WHAT TO PRODUCE> Your task is to repeat the entries word for word while leaving out the pictures.

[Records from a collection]
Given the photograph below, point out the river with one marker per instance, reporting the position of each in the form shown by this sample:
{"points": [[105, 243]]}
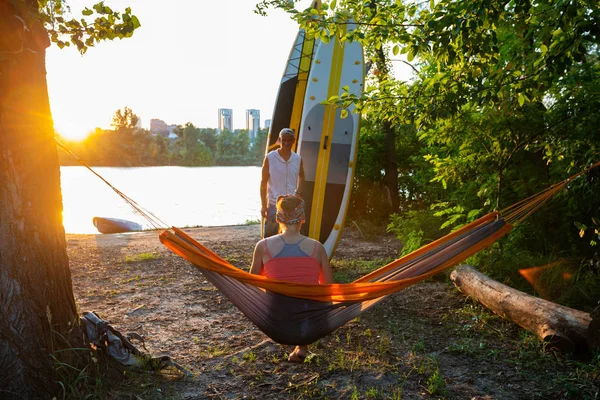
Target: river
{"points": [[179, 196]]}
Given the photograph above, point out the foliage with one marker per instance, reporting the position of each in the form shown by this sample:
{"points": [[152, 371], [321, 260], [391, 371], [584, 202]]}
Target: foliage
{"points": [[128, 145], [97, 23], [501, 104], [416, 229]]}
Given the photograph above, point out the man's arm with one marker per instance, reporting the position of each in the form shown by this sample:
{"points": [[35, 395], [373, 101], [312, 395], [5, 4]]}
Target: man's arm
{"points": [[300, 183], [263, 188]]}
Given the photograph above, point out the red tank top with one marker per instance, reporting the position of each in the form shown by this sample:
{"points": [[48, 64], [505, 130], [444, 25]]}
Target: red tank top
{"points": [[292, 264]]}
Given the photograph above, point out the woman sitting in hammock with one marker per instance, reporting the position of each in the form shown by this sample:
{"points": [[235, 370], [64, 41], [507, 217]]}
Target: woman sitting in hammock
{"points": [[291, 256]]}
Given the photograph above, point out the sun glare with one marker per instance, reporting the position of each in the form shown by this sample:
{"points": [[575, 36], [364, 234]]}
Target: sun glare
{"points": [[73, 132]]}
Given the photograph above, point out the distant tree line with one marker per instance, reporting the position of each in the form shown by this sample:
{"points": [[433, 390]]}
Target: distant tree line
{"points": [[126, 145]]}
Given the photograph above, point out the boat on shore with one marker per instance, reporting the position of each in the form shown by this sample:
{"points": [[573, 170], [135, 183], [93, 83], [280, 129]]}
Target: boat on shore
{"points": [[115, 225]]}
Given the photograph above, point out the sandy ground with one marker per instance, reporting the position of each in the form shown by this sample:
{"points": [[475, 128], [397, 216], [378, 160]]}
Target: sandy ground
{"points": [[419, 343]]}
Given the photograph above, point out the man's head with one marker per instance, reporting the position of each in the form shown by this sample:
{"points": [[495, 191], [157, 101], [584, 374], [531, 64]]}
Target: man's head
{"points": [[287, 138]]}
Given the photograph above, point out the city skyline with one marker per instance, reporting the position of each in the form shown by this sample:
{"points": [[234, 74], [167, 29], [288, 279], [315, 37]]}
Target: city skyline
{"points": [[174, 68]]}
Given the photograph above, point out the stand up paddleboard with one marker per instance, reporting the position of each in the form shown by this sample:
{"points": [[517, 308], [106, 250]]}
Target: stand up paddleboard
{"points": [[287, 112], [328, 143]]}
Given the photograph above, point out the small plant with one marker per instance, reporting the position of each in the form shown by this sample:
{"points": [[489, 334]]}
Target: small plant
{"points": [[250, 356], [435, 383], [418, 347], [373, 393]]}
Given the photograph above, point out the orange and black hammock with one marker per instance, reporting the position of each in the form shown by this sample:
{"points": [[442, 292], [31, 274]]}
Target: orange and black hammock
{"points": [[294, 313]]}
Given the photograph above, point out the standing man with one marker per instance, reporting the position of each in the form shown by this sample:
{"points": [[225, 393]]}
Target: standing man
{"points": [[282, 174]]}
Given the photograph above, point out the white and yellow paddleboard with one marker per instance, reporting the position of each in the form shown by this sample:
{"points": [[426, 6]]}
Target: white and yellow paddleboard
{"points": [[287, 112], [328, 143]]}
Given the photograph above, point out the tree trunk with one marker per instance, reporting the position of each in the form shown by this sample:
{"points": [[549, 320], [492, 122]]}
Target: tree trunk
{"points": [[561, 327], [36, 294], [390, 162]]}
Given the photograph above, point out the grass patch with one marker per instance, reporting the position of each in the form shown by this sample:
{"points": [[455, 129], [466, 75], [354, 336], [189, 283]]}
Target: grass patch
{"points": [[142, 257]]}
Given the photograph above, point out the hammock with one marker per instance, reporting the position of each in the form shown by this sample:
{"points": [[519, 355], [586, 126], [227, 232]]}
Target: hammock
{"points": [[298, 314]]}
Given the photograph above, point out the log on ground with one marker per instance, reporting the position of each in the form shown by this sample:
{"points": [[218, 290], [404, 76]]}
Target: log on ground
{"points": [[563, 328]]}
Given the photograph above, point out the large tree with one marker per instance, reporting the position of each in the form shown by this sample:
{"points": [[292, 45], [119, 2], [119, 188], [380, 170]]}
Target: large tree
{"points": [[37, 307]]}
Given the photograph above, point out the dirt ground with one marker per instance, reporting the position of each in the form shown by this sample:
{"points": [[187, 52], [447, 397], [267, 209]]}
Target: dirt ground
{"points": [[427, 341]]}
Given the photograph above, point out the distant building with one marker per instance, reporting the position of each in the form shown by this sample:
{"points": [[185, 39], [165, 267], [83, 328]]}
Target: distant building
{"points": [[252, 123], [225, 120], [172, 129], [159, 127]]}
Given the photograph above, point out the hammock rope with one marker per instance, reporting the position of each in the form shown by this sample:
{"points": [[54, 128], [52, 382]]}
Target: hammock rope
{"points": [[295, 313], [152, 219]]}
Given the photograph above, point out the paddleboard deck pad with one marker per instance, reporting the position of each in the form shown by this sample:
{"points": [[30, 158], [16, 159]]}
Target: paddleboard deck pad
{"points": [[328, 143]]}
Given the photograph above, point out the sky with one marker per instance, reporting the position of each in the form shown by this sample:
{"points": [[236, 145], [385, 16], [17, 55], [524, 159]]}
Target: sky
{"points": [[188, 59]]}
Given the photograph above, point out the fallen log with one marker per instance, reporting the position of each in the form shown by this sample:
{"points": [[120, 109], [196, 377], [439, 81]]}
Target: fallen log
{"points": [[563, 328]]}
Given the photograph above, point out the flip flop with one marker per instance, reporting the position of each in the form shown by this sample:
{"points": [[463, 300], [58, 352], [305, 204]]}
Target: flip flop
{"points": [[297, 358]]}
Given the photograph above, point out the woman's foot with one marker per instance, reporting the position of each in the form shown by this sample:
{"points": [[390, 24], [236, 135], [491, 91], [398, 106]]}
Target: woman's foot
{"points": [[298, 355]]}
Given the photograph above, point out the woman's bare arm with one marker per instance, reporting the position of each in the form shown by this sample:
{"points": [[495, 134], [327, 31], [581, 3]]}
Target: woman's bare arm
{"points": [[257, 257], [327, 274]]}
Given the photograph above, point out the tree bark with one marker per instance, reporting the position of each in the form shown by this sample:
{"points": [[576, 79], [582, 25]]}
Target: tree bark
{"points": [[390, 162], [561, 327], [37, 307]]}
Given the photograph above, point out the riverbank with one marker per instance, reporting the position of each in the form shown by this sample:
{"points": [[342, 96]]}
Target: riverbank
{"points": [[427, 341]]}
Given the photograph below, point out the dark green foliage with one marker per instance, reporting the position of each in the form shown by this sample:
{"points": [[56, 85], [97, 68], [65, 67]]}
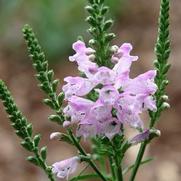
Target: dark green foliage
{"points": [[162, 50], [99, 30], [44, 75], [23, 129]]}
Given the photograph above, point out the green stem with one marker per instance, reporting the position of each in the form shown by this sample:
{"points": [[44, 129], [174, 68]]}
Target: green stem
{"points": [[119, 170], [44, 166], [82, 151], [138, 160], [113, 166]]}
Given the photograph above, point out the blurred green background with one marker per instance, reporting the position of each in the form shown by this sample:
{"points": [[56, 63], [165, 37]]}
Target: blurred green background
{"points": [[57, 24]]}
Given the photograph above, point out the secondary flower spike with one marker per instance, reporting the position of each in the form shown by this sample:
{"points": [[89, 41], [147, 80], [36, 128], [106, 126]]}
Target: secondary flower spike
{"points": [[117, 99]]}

THE ANSWER>
Given the photograph below, point out the river with one marker per instance, reporting the position of each in the form shown by this sample:
{"points": [[105, 243]]}
Target: river
{"points": [[179, 196]]}
Given the photograph above, point out the foliage with one marker per instance, reporting the position of each in the form shown by this sample:
{"points": [[152, 371], [321, 260], [391, 371], [584, 202]]}
Target: foliage
{"points": [[128, 145], [97, 23], [501, 104], [416, 229]]}
Given the photograph above, point out the man's arm with one marker per instance, reporting the position of each in the form shown by this sample:
{"points": [[35, 395], [373, 101], [312, 395], [5, 4]]}
Target: man's arm
{"points": [[300, 183], [263, 188]]}
Given the photograph above, point out the red tank top with one marker per instance, reporting the position of each in the form shown by this sample:
{"points": [[48, 64], [505, 130], [444, 25]]}
Target: red tank top
{"points": [[292, 264]]}
Given the photograph above, point out the woman sitting in hammock with one marker per instance, reporting the position of each in the form shown by this sample:
{"points": [[235, 370], [64, 41], [507, 217]]}
Target: woman sitting in hammock
{"points": [[291, 256]]}
Given the photograph above, point out the sun glare with one marker per instance, reporting the position of each in the form shown by this sample:
{"points": [[575, 36], [364, 234]]}
Target: sun glare
{"points": [[73, 132]]}
Given the photograph above, point out the distant tree line with one marker per instance, reporting the position of each in the form shown by this sample:
{"points": [[433, 390]]}
Target: distant tree line
{"points": [[126, 145]]}
Given the photograph above, point out the boat on shore with one marker per instance, reporting the position of each in the form shown by this sample:
{"points": [[573, 170], [135, 183], [93, 83], [280, 129]]}
Target: boat on shore
{"points": [[115, 225]]}
Given the photograph above, point out the sandy ground with one marker per instance, reporting the position of each in the form shown by this sample:
{"points": [[475, 128], [397, 216], [378, 160]]}
Target: sandy ground
{"points": [[419, 343]]}
Given the photograph above, point out the man's head with one marker per instance, reporting the position of each in the form shown by this sample:
{"points": [[495, 191], [157, 101], [584, 374], [531, 64]]}
Target: man's head
{"points": [[287, 138]]}
Given the photograph above, point out the city skyline with one marker per instance, reporting the position of each in the form shown by this sample:
{"points": [[234, 74], [167, 29], [288, 279], [315, 37]]}
Target: city skyline
{"points": [[174, 68]]}
Given the photograph above, point out the stand up paddleboard with one marker per instance, reporting the position of each in the form shown by this sample:
{"points": [[517, 308], [106, 250]]}
Target: stand up paddleboard
{"points": [[287, 112], [328, 143]]}
Given the photograph above, point out the small plant with one marker per instance, reporting the position of each in the form shown by this sample:
{"points": [[489, 334]]}
Target: small plant
{"points": [[250, 356], [435, 383], [418, 347], [373, 393]]}
Given the photograph above, point out the orange and black hammock with one marker per instance, reporting the position of each in the form shown by this sample:
{"points": [[442, 292], [31, 274]]}
Target: orange and black hammock
{"points": [[294, 313]]}
Given the photograph above, point out the standing man with one marker per instance, reporting the position of each in the form shown by this sample:
{"points": [[225, 393]]}
Target: standing man
{"points": [[282, 174]]}
Given the photograph above, point out the white and yellow paddleboard with one marker per instance, reporting the position of each in the form shown by this sample:
{"points": [[426, 6]]}
Target: white and yellow paddleboard
{"points": [[287, 112], [328, 143]]}
Given the photograph above, point out the tree trunk with one marker per instance, reporting the position of each in the form shown by this sample:
{"points": [[549, 320], [492, 122]]}
Target: tree trunk
{"points": [[561, 327], [36, 294], [390, 162]]}
Given the photograph above, point out the grass patch with one marker per instance, reporting the position of each in the form shown by this sample:
{"points": [[455, 129], [466, 75], [354, 336], [189, 283]]}
Target: grass patch
{"points": [[142, 257]]}
Given the photograph above, point out the hammock with one marker per instance, reporting the position of each in the form shown by this sample:
{"points": [[519, 355], [586, 126], [227, 232]]}
Target: hammock
{"points": [[298, 314]]}
Given the photograph above, point out the log on ground with one marker per instance, reporting the position of each in the form shown by this sample:
{"points": [[218, 290], [404, 76]]}
Target: log on ground
{"points": [[563, 328]]}
Given the photograph above, point out the large tree with one marker per instance, reporting the position of each in the form shown by this sample:
{"points": [[292, 45], [119, 2], [119, 188], [380, 170]]}
Target: large tree
{"points": [[37, 307]]}
Given the photograph above, point out the dirt ground with one marker per instance, reporting the position of each in the form shown by this sample:
{"points": [[187, 52], [447, 397], [267, 209]]}
Target: dirt ground
{"points": [[427, 341]]}
Given the photograph above, point out the distant building with one marker per instance, reporting the position of each in the form shown by this sample:
{"points": [[185, 39], [165, 267], [83, 328]]}
Target: distant building
{"points": [[252, 123], [225, 120], [172, 129], [159, 127]]}
Given the photograph above, point out the hammock rope with one marker per instance, reporting the position of each in the form shown by this sample:
{"points": [[54, 128], [52, 382]]}
Target: hammock rope
{"points": [[295, 313], [152, 219]]}
Given the photograph above, point out the paddleboard deck pad with one marker per instance, reporting the position of each in the form shown by this sample:
{"points": [[30, 158], [16, 159]]}
Target: paddleboard deck pad
{"points": [[328, 143]]}
Given the photograph above, point out the sky with one marker per instance, reporting the position of each in the form shown by this sample:
{"points": [[236, 145], [385, 16], [17, 55], [524, 159]]}
Target: sky
{"points": [[188, 59]]}
Given the photograph above, point out the fallen log with one marker per instance, reporting the position of each in the form shown by this sample:
{"points": [[120, 109], [196, 377], [439, 81]]}
Target: fallen log
{"points": [[563, 328]]}
Given the photograph above, point out the flip flop with one marker per instance, reporting the position of each in the form shown by this sample:
{"points": [[463, 300], [58, 352], [305, 204]]}
Target: flip flop
{"points": [[297, 358]]}
Given the photograph above, point out the woman's foot with one marker per instance, reporting the position of each in the form shown by this sample:
{"points": [[390, 24], [236, 135], [491, 91], [398, 106]]}
Target: woman's foot
{"points": [[298, 355]]}
Given the photograph above, point out the woman's bare arm with one marker per instance, reporting the position of each in the form shown by this sample:
{"points": [[495, 134], [327, 31], [581, 3]]}
Target: woman's bare arm
{"points": [[257, 257], [327, 274]]}
Given the photograph above, point out the tree bark with one marker per instance, reporting the position of each in the form shown by this sample:
{"points": [[576, 79], [582, 25]]}
Target: tree bark
{"points": [[390, 162], [561, 327], [37, 307]]}
Given the photograph above, point out the riverbank with one marker per instance, reporting the position of each in the form shown by this sample:
{"points": [[342, 96]]}
Target: riverbank
{"points": [[427, 341]]}
Given the photograph below, point out the dark green foliage with one marker per instance, reporting the position of each in the form shown by this sample:
{"points": [[56, 85], [97, 68], [65, 67]]}
Target: dark green foliage
{"points": [[162, 50], [99, 30], [44, 75], [23, 129]]}
Given the photograph above, point out the green stem with one marker per instance, reporting the position of each in the form shown by this sample:
{"points": [[44, 129], [174, 68]]}
Target: green stem
{"points": [[119, 170], [44, 166], [82, 151], [138, 160], [113, 166]]}
Given the photograph above, point out the blurred green background with one marker per instance, reporting the position of each in the form shown by this sample:
{"points": [[56, 63], [165, 37]]}
Target: blurred green background
{"points": [[57, 24]]}
Given the photograph above, point out the secondary flower spike with one marker per instance, reporting the position of each in the form shown by this sample:
{"points": [[89, 41], [147, 80], [36, 128], [106, 126]]}
Target: secondary flower spike
{"points": [[117, 99]]}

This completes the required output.